Goal of the exercise
Return the items below word for word, starting at the line containing "Place a point on every instance of the calm" and ending at the line containing "x=158 y=618", with both of those lines included. Omit the pictures.

Records for processing
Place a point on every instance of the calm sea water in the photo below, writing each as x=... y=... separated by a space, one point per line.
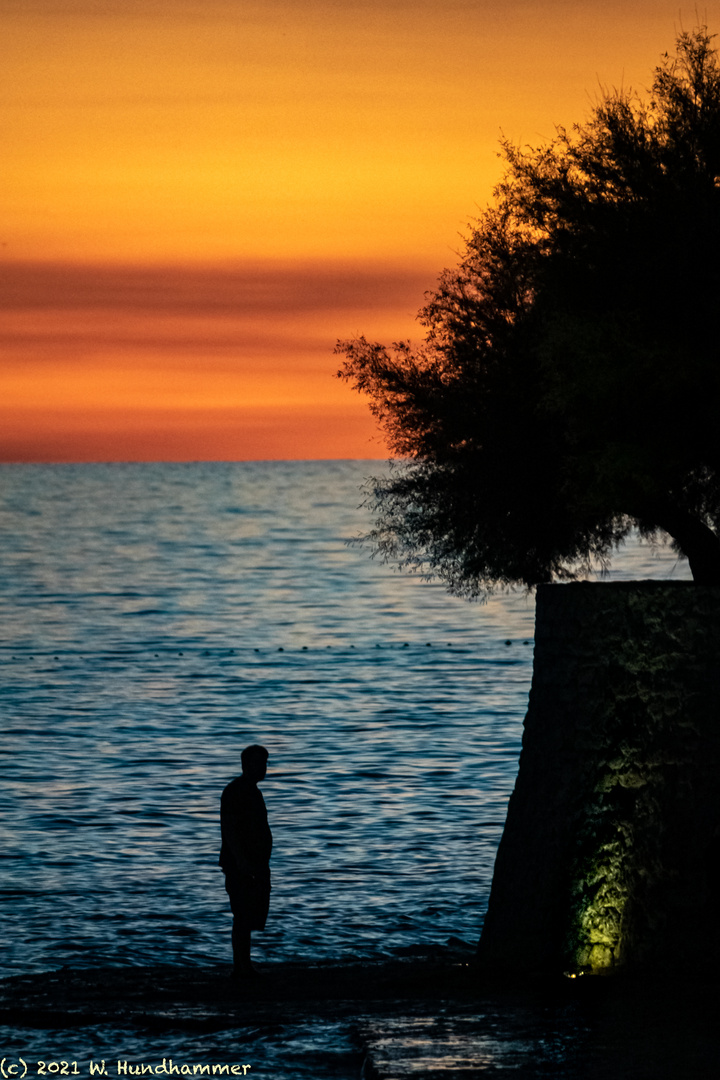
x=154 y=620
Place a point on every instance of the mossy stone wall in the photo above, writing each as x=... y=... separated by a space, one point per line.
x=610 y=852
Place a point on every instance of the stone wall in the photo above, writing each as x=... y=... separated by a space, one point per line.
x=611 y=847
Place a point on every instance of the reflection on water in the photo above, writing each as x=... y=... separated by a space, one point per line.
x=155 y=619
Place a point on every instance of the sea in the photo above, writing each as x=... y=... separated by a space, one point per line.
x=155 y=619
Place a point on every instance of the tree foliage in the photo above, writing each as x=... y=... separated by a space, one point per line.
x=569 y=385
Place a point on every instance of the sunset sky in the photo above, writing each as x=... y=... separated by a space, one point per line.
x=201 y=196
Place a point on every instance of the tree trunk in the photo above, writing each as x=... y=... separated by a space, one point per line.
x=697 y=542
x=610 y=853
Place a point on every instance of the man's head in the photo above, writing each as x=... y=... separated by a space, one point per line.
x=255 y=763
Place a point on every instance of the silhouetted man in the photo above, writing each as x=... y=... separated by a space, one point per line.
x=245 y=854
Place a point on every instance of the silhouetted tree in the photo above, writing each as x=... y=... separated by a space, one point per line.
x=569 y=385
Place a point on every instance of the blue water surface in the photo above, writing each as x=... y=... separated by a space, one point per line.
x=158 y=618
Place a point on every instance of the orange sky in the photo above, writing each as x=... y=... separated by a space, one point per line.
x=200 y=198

...

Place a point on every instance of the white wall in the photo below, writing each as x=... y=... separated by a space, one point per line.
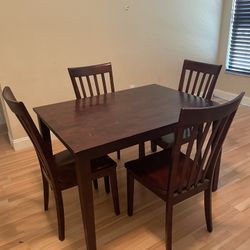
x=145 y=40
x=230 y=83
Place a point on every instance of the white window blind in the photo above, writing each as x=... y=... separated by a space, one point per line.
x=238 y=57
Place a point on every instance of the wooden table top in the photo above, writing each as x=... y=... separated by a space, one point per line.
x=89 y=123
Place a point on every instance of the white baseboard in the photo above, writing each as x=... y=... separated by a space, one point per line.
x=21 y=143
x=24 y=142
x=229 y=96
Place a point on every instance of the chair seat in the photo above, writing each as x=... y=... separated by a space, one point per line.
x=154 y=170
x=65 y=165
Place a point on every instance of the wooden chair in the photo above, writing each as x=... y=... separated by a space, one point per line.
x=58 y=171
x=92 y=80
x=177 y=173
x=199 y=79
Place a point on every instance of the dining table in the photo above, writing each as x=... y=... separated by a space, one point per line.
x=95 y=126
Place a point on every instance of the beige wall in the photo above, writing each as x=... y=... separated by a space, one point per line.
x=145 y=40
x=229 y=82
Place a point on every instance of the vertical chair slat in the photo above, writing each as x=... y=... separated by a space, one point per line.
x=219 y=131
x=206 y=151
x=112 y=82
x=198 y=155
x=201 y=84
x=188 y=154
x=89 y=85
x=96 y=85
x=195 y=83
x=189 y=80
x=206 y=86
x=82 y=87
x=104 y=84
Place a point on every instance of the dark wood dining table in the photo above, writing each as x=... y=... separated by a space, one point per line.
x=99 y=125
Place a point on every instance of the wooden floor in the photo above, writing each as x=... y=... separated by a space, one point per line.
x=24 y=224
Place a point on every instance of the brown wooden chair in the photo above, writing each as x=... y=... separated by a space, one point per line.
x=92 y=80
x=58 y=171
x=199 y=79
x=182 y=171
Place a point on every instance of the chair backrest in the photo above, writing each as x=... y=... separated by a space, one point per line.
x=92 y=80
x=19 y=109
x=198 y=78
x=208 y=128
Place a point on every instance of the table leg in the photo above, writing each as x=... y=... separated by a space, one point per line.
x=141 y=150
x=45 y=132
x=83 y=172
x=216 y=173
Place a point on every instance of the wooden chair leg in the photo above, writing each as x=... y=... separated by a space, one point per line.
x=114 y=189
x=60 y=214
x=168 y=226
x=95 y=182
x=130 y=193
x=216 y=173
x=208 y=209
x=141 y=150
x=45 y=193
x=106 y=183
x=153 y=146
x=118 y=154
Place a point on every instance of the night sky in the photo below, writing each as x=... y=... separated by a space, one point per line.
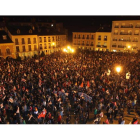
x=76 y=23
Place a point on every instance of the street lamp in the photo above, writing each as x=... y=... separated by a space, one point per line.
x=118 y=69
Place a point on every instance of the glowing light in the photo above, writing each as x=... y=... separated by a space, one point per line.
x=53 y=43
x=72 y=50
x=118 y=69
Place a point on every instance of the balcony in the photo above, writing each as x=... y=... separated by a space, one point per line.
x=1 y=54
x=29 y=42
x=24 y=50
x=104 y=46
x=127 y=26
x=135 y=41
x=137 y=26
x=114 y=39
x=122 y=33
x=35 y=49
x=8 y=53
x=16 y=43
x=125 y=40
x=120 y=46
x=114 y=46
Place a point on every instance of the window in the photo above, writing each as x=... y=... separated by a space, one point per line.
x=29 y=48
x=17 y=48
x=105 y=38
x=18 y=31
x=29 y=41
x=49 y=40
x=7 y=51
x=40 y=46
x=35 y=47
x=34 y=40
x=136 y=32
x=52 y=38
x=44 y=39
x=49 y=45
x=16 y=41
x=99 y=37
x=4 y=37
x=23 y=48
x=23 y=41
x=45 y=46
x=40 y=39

---

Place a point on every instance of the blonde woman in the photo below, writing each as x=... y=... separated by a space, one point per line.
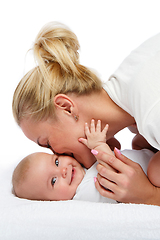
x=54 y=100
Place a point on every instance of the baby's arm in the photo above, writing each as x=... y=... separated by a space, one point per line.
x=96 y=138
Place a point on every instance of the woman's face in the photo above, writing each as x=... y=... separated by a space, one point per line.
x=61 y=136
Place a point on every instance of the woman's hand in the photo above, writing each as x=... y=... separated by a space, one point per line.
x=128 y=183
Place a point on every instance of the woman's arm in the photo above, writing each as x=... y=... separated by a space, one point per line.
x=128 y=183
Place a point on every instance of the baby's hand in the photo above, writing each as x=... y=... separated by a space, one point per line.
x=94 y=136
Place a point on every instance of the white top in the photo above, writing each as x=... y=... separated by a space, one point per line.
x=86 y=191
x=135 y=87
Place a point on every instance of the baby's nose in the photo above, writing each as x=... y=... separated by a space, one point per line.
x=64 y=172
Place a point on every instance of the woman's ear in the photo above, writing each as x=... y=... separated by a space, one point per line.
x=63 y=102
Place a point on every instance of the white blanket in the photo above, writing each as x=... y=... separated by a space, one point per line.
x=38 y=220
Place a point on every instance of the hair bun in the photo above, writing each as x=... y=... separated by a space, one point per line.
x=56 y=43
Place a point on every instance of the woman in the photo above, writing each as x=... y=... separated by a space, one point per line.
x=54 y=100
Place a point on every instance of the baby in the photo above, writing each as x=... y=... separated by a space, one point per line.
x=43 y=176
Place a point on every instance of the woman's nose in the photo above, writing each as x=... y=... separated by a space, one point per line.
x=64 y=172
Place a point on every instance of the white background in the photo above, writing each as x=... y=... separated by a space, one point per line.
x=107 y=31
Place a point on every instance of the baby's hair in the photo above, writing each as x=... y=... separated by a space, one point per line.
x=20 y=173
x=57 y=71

Result for this task
Place a point on every instance of the calm sea water in the photo below, writing each as x=... y=... separated by a space, one point per line.
x=154 y=620
Place a point on every instance of the mossy stone wall in the photo above, writing each as x=... y=... separated by a space, one point per line.
x=610 y=852
Place a point on every instance of the stone wall in the photo above, writing each as x=... y=... separated by a space, one point per line.
x=611 y=847
Place a point on every instance of the reflection on water in the photo above, writing each as x=... y=... separated by a space, one point per line.
x=155 y=619
Place a point on every instance of the sea in the photo above, writing each as x=... y=... separated by a space, one point per line.
x=155 y=619
Place a point on every instance of the tree foliage in the photo above, writing each as x=... y=... separated by a space, one point per line.
x=569 y=385
Place a point on every instance of the sunset sky in the photo above, writing each as x=... y=... separated by a space, one point per line.
x=201 y=196
Place a point on every instance of the tree trunk in the photo above, writing each as x=... y=... separated by a space, one point per line.
x=697 y=542
x=610 y=853
Place a point on every instance of the man's head in the photo above, writing each as x=... y=... separated by a space, one point per line.
x=255 y=763
Place a point on every instance of the silhouetted man in the photo above, writing each as x=... y=... separated by a space, one point per line.
x=245 y=854
Place a point on every instance of the silhouetted tree in the photo above, writing each as x=... y=... separated by a space, one point per line.
x=569 y=385
Place a point on every instance of the blue water surface in the photo above, writing each as x=... y=... separated by a space, one point per line.
x=158 y=618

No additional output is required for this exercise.